* **WHAT TO DO**
Please output the lines shown below exactly as they appear.

•••

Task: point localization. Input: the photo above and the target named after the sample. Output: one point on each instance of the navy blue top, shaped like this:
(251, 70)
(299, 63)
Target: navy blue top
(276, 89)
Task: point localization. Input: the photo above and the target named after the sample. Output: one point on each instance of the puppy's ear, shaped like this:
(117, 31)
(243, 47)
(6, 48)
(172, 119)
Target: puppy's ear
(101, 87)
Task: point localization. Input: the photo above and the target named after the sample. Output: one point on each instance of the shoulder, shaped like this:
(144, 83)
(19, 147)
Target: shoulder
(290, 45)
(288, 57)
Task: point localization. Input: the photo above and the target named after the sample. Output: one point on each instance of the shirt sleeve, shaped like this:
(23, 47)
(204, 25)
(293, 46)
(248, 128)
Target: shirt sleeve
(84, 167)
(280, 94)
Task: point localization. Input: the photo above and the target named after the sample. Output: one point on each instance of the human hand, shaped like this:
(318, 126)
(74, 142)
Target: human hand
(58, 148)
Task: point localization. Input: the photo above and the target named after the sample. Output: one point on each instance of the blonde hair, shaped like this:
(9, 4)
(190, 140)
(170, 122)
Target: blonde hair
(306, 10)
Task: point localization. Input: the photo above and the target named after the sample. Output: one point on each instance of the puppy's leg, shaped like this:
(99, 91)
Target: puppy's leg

•••

* **CORRECT RESULT**
Task: point localization. Input: the photo above and the target named after the sample. Output: one point on each instance of the navy blue top, shaped like this:
(251, 70)
(299, 63)
Target: navy blue top
(276, 89)
Task: point localization. Input: the photo above and the target named after the sample. Output: one point on each instance of the puppy's ear, shaped like this:
(117, 31)
(243, 47)
(6, 48)
(172, 119)
Target: puppy's ear
(101, 87)
Task: point localization. Input: the photo above and the target named after the sample. Output: one point on each instance of the shoulder, shaped like this:
(144, 83)
(19, 147)
Target: shoulder
(290, 45)
(288, 57)
Task: point localization. Input: the photo above and the target named after the sample. Output: one point on each instance of the shirt sleeve, shaped like this:
(23, 47)
(204, 25)
(293, 46)
(248, 128)
Target: shirt sleeve
(84, 167)
(280, 94)
Task: point localization. Input: the photo above and the target named after the sample. Output: one point on each instance of the human hand, shaped like this:
(318, 126)
(74, 142)
Target: human hand
(58, 148)
Task: point localization. Input: the photo above and the target named after the sample. Output: one point on each instance of the blonde hair, shaped like this:
(9, 4)
(190, 140)
(170, 122)
Target: blonde hair
(306, 10)
Task: point localization. Input: the photo above and the target named after the sample. Output: one point on each instance of the puppy's leg, shaped like this:
(99, 91)
Target: puppy's leg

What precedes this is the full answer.